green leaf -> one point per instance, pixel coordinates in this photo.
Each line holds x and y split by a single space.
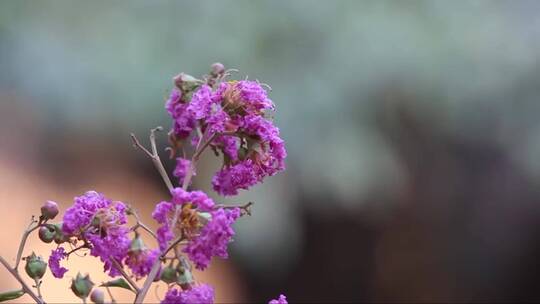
120 282
11 295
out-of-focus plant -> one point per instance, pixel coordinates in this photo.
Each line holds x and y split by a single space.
227 116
───
• _WHAT TO PRODUCE_
Each line of the entries that contains the word "photo" should be listed.

• _ANSWER AREA_
green leaf -> one point per instance, pixel coordinates in this photo.
out-of-focus plant -> one point per instance, pixel coordinates in this photo.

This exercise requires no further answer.